### Point-per-instance localization data

........

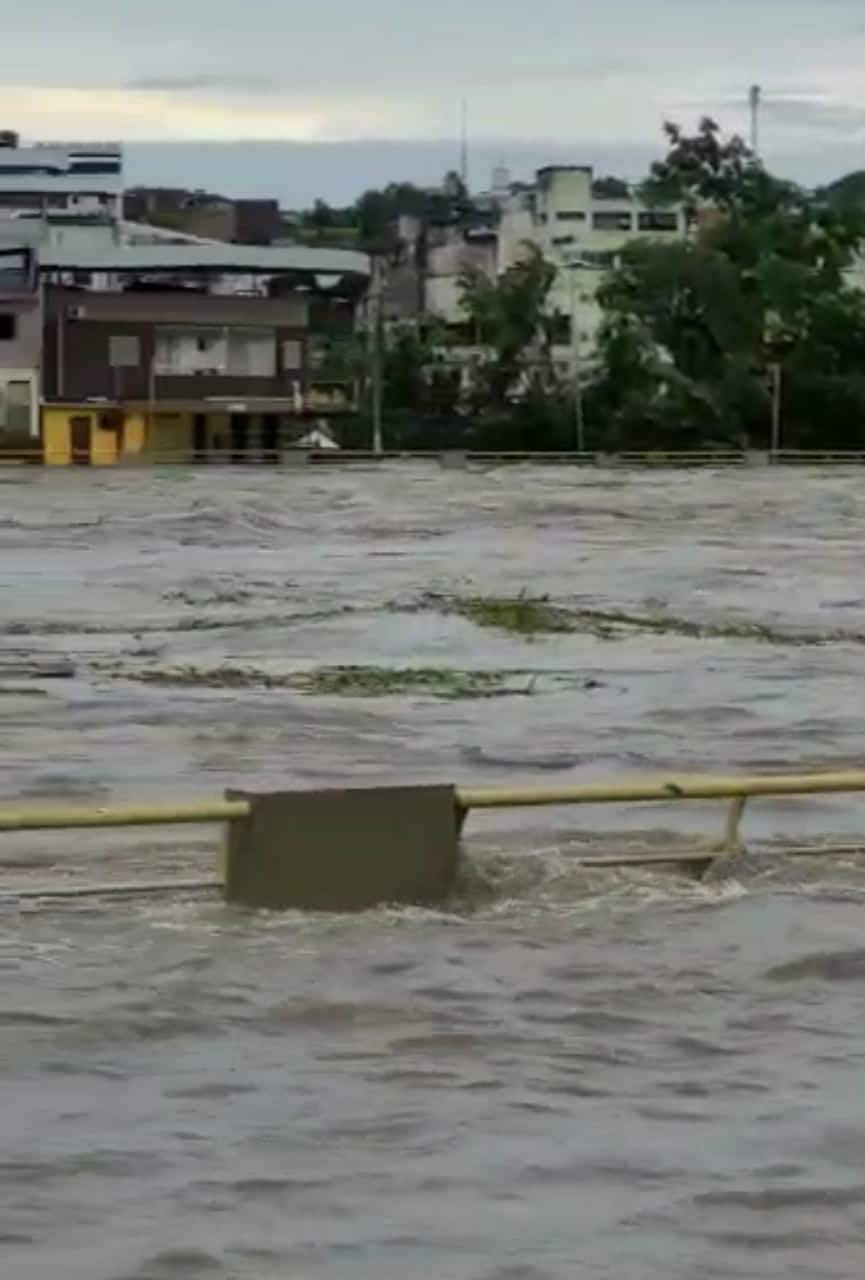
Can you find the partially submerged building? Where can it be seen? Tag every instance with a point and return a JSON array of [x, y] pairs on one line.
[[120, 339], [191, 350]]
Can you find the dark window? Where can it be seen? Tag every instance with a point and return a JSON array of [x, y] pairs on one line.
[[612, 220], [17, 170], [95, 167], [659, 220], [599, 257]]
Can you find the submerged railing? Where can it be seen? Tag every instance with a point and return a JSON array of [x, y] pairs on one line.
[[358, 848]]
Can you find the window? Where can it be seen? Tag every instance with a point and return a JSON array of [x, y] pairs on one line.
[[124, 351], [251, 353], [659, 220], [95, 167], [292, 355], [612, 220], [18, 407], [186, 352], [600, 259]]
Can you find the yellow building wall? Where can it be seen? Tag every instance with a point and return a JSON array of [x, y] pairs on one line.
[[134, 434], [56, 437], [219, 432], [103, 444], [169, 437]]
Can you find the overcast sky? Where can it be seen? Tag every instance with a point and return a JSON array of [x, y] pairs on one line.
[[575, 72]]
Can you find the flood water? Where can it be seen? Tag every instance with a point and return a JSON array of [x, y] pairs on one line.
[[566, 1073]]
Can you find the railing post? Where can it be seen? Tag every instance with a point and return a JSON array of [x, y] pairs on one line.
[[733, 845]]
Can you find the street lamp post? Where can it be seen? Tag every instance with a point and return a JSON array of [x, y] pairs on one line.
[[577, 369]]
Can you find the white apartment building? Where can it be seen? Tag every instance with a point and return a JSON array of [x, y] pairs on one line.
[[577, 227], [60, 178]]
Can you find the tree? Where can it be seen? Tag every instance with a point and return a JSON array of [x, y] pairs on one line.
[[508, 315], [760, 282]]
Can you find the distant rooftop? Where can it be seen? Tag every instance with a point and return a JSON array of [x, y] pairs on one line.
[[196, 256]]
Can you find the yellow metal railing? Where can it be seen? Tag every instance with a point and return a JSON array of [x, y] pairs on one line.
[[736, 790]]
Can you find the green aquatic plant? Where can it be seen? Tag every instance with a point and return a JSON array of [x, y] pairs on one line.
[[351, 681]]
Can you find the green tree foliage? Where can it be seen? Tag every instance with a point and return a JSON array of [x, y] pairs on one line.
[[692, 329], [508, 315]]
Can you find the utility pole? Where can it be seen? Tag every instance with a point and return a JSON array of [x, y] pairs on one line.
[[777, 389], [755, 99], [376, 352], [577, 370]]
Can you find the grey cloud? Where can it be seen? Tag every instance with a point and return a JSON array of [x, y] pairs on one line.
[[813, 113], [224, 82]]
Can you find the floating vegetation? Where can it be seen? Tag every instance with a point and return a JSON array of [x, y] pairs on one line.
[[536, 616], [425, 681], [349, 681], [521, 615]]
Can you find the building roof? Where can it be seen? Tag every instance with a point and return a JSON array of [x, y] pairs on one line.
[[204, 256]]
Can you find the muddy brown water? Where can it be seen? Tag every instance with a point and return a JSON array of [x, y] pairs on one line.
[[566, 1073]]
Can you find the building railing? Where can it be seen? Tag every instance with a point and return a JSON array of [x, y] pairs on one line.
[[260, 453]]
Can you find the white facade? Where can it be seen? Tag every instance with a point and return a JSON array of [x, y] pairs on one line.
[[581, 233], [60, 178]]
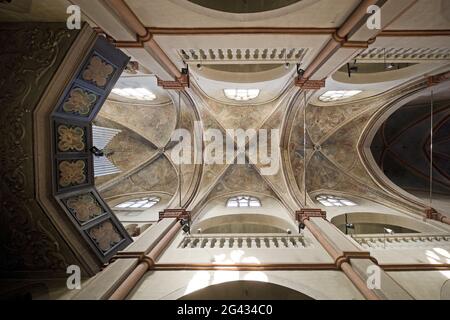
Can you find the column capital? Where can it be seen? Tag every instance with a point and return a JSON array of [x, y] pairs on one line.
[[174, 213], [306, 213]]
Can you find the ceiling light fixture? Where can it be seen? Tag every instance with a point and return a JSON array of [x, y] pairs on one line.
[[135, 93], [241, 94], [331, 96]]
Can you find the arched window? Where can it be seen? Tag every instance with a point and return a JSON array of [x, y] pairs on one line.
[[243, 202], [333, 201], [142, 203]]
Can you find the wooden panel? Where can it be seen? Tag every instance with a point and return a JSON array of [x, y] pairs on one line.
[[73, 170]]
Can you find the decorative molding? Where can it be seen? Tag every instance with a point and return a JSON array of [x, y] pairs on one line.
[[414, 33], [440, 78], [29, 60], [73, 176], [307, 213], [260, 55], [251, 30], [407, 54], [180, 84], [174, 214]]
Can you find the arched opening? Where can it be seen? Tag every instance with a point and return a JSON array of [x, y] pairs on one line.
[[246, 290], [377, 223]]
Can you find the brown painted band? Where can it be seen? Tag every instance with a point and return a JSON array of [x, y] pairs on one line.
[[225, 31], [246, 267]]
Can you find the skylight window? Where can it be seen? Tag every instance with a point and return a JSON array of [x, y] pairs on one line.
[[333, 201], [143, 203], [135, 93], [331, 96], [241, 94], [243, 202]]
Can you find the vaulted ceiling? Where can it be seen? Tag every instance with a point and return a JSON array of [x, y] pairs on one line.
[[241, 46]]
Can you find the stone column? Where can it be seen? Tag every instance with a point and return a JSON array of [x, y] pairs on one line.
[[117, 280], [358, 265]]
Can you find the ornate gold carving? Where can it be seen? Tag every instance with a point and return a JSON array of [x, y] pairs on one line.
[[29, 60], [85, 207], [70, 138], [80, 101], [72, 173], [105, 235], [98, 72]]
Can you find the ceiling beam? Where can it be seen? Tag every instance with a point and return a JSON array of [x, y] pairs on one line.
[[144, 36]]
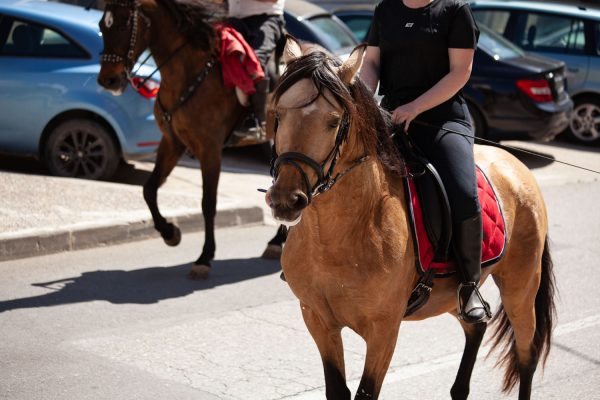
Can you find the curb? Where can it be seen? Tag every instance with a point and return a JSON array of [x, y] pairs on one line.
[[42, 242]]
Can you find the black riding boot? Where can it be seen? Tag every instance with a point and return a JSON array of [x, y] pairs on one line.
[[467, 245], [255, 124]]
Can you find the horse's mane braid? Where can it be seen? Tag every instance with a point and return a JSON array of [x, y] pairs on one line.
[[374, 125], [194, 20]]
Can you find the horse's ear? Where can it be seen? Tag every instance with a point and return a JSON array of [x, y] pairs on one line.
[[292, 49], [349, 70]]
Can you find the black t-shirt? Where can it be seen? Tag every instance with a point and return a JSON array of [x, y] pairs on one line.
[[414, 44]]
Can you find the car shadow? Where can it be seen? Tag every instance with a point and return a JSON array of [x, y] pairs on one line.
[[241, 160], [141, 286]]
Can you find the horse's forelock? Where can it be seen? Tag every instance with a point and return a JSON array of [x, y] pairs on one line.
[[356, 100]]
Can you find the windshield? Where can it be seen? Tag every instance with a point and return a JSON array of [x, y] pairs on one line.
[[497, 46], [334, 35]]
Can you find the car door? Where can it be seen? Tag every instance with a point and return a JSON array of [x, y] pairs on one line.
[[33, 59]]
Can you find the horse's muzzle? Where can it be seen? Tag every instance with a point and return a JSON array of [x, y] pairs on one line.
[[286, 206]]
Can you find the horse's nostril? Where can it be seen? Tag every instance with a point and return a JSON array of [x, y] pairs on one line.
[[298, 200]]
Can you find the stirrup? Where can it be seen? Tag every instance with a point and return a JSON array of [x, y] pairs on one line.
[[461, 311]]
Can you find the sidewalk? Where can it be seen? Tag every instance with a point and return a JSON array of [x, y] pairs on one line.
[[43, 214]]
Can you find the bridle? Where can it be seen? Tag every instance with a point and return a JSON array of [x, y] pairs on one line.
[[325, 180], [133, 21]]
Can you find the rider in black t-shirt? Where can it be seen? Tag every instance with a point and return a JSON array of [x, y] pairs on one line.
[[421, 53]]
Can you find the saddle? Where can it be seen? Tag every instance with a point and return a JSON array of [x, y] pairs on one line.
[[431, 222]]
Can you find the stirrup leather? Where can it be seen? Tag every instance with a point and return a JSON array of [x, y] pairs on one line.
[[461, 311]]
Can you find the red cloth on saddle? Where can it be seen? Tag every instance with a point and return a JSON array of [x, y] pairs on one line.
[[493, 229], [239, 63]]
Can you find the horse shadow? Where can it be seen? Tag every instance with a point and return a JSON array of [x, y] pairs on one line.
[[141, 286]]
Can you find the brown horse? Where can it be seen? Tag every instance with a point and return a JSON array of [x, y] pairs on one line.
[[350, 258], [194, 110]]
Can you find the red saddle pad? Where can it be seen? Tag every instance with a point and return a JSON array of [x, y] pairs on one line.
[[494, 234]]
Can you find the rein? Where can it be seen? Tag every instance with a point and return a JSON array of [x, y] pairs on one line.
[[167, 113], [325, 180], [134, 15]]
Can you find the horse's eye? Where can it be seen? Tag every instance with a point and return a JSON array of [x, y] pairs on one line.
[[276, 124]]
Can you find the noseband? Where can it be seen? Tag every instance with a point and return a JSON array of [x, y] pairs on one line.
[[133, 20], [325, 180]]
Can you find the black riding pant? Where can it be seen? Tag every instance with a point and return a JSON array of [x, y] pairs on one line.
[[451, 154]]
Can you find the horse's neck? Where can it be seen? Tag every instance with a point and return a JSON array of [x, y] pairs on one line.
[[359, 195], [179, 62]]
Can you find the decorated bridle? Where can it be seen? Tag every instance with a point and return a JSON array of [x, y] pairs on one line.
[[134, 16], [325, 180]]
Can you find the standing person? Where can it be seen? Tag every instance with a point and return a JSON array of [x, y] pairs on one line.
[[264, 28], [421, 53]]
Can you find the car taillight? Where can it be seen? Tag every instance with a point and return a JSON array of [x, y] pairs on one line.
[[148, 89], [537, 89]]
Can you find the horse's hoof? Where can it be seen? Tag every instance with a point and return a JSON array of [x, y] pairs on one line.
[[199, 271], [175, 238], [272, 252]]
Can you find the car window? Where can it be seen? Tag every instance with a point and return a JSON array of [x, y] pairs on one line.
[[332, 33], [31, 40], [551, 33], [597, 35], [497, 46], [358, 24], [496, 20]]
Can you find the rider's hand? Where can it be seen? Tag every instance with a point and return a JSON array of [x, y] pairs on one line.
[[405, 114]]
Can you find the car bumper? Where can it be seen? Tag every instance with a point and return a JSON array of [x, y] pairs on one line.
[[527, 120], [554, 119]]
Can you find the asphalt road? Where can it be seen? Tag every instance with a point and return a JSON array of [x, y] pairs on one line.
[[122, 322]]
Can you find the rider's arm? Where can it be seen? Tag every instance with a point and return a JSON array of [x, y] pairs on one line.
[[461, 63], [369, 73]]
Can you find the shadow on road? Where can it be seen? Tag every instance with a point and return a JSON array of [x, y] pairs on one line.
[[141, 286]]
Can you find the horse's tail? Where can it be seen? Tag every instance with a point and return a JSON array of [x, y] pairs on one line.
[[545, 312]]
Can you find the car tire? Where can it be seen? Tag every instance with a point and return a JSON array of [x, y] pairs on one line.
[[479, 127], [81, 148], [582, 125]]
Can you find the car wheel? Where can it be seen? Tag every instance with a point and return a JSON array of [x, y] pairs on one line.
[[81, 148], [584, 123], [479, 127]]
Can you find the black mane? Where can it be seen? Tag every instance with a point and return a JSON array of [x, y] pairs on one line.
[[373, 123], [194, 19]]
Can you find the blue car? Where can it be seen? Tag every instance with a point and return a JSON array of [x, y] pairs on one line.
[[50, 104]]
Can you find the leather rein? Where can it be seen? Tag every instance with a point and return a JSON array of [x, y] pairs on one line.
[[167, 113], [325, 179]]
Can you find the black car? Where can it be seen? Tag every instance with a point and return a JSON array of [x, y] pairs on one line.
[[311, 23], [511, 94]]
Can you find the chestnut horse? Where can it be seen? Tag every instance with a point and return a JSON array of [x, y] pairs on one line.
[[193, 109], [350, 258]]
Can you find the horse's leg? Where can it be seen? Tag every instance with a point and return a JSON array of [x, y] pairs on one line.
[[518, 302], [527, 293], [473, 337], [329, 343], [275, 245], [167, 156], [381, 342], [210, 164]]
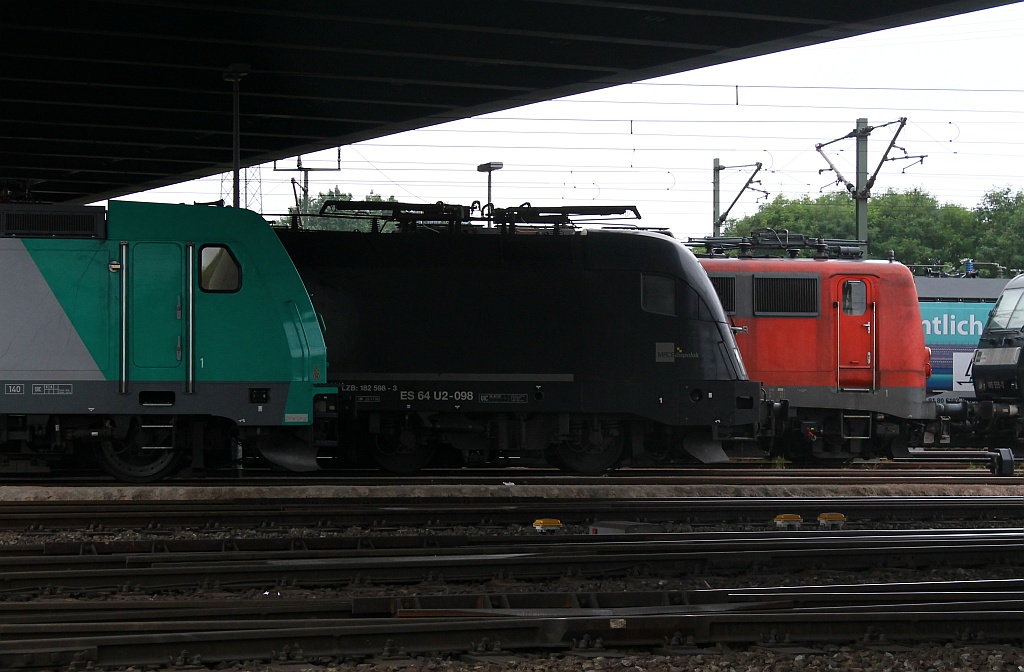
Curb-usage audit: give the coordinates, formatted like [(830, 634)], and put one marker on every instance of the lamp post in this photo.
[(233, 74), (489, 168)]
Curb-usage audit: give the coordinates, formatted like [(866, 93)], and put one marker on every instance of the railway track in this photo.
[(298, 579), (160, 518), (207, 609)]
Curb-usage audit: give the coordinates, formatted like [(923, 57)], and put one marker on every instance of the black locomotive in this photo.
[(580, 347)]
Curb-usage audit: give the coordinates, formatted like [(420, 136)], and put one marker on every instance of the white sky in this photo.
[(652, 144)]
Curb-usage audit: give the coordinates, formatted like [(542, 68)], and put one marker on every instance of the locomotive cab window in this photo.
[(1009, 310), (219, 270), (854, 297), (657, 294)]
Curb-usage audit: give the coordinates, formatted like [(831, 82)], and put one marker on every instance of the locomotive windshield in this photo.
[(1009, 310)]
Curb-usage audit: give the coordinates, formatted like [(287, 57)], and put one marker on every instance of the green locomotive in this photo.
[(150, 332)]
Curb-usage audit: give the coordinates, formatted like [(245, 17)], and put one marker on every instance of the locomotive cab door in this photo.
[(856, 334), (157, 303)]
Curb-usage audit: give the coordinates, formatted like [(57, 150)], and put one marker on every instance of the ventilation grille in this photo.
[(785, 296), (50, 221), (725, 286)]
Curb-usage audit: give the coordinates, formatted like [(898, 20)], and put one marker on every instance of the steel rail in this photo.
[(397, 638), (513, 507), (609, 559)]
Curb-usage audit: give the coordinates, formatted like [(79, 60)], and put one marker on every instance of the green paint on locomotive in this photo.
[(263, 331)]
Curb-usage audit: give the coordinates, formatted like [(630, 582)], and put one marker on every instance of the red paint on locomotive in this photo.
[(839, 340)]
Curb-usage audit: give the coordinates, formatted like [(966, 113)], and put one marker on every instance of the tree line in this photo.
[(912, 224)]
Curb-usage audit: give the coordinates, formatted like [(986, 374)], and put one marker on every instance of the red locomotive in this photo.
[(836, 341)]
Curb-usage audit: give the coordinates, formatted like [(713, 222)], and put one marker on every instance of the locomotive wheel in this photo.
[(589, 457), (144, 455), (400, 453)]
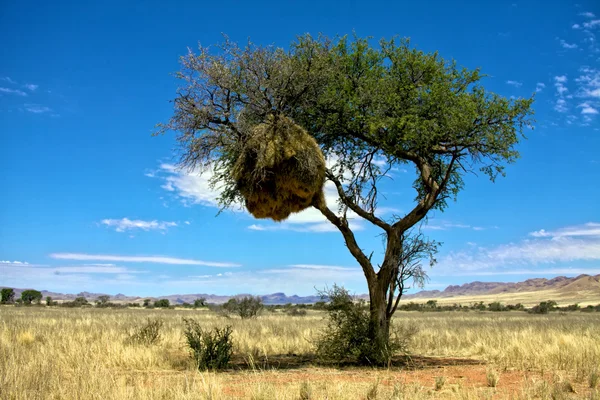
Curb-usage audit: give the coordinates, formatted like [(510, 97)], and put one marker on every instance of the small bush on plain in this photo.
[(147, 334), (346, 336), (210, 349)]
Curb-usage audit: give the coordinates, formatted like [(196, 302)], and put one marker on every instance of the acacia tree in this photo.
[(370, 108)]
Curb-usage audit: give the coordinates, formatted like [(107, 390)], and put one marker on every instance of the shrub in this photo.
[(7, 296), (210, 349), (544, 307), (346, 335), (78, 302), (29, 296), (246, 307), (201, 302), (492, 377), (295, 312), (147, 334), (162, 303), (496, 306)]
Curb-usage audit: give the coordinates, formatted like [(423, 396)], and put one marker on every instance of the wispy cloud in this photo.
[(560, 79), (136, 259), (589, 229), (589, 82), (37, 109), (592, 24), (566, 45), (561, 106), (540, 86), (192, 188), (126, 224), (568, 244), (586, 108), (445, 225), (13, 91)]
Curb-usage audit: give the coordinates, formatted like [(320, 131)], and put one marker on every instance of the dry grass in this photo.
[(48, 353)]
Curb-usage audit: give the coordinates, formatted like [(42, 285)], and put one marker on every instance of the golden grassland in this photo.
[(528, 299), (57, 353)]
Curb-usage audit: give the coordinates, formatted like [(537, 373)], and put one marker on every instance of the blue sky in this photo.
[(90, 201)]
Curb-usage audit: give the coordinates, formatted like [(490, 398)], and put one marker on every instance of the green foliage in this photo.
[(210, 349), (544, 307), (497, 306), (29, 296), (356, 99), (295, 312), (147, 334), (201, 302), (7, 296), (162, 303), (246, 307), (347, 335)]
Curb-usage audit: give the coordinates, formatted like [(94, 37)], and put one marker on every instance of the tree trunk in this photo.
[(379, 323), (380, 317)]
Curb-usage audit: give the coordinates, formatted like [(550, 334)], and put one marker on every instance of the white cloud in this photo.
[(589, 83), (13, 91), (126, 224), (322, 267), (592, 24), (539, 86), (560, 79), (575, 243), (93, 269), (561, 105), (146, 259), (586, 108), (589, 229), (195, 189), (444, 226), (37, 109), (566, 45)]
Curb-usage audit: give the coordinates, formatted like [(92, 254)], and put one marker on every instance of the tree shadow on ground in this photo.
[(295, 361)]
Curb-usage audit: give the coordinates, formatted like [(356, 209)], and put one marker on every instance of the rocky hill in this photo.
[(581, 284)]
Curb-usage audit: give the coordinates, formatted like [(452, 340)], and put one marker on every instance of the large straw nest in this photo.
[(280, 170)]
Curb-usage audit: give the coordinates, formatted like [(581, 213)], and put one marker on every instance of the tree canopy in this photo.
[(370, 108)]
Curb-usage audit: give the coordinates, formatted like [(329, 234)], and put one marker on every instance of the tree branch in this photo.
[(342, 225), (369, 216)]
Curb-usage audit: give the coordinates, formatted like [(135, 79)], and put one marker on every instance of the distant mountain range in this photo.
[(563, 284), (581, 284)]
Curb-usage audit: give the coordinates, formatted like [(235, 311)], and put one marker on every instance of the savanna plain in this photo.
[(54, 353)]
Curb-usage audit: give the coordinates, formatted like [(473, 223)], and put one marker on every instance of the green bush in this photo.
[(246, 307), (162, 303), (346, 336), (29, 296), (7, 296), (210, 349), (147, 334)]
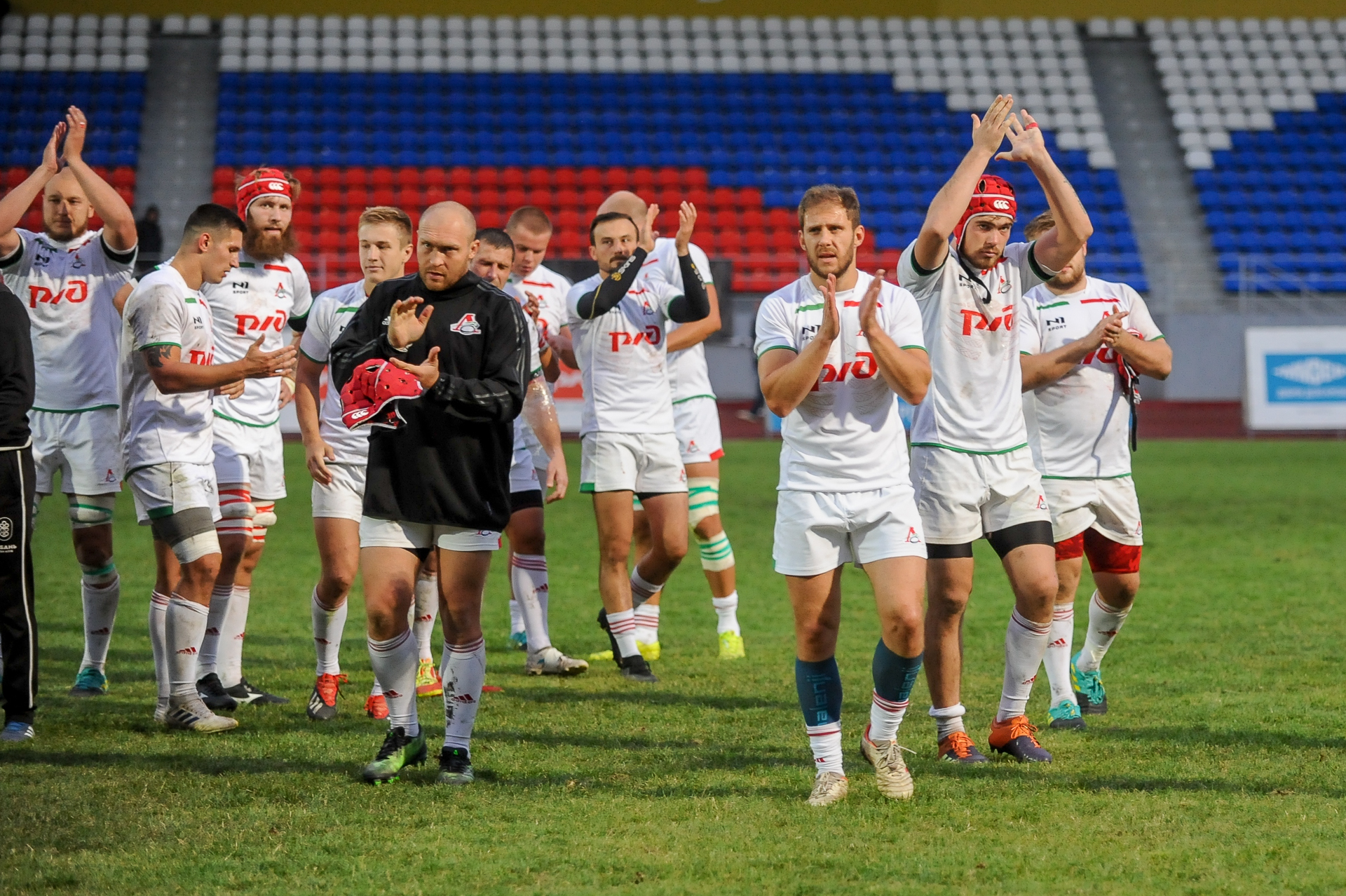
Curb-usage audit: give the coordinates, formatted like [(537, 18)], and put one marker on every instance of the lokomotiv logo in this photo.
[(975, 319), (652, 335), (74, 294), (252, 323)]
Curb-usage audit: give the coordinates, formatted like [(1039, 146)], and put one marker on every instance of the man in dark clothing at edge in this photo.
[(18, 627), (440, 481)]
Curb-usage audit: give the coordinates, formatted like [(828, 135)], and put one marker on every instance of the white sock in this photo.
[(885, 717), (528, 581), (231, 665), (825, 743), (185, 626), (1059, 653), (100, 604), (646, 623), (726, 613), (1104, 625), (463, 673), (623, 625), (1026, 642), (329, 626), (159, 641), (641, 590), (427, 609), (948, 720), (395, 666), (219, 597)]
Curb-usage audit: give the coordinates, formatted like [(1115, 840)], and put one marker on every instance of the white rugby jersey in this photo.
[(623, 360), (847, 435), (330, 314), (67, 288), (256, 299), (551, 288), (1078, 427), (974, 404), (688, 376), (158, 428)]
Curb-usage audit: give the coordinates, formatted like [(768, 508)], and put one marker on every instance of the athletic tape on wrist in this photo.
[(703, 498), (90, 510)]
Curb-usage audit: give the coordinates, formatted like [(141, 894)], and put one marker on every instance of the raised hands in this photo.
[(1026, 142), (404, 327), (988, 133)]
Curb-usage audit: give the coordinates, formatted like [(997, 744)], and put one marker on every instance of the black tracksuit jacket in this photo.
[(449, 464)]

........

### Task objective
Your answer should hold exactly the lines from the one containing "hands in this photo." through the end of the entries above, and nothing else.

### Answer space
Curb-usage audit: give the coordinates, formatted like [(141, 894)], and put one marker on every instance of the raised hands in this photo.
[(1026, 142), (404, 327), (988, 133)]
Curb-usage audit: give the coordinates, formatted like [(997, 744)], and put one marker on every instance of the black tracksuit jacket in this photo.
[(449, 464)]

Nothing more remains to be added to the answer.